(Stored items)

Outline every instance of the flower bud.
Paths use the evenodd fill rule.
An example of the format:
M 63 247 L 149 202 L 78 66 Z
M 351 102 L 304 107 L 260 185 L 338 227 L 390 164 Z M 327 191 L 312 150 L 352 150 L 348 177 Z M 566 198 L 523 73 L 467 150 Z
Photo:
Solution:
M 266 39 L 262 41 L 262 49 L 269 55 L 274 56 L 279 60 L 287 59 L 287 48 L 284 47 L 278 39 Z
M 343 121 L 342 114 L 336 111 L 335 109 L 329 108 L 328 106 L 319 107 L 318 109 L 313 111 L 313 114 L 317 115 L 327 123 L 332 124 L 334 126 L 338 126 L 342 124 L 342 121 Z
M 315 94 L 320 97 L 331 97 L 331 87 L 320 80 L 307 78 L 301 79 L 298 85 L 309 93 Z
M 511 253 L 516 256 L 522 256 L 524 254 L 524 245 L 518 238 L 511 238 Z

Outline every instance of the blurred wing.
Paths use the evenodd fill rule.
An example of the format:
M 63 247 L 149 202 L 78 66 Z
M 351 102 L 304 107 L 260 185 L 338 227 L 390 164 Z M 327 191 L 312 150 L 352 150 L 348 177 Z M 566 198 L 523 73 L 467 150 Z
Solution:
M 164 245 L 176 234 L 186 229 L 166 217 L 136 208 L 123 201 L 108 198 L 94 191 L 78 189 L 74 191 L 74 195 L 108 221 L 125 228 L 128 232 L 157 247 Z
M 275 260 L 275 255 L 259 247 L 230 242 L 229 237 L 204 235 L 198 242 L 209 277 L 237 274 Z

(To do) Copy all of the data exactly. Skip nothing.

(Solution)
Outline every instance of the flower bud.
Paths use the evenodd fill rule.
An example of the format:
M 63 247 L 149 202 L 78 66 Z
M 351 102 L 304 107 L 260 185 L 338 227 L 390 164 Z M 327 191 L 312 150 L 352 150 L 348 177 Z M 566 198 L 523 73 L 467 150 Z
Photo:
Solution:
M 266 39 L 262 41 L 262 49 L 269 55 L 274 56 L 279 60 L 287 59 L 287 48 L 284 47 L 278 39 Z
M 343 121 L 342 114 L 336 111 L 335 109 L 329 108 L 328 106 L 319 107 L 318 109 L 313 111 L 313 114 L 317 115 L 327 123 L 332 124 L 334 126 L 338 126 L 342 124 L 342 121 Z
M 315 94 L 320 97 L 331 97 L 331 87 L 320 80 L 307 78 L 301 79 L 298 85 L 309 93 Z
M 511 253 L 516 256 L 522 256 L 524 254 L 524 245 L 518 238 L 511 238 Z

Outline every instance of the blurred wing.
Paths use the evenodd fill rule.
An example of the format:
M 63 247 L 149 202 L 78 66 Z
M 351 102 L 304 107 L 260 185 L 338 227 L 390 164 Z M 327 191 L 312 150 L 352 150 L 348 177 Z M 566 198 L 523 73 L 467 150 Z
Solution:
M 164 245 L 176 234 L 186 229 L 166 217 L 136 208 L 123 201 L 108 198 L 94 191 L 78 189 L 74 191 L 74 195 L 108 221 L 125 228 L 128 232 L 157 247 Z
M 275 260 L 275 255 L 259 247 L 230 242 L 229 237 L 204 235 L 198 242 L 209 277 L 237 274 Z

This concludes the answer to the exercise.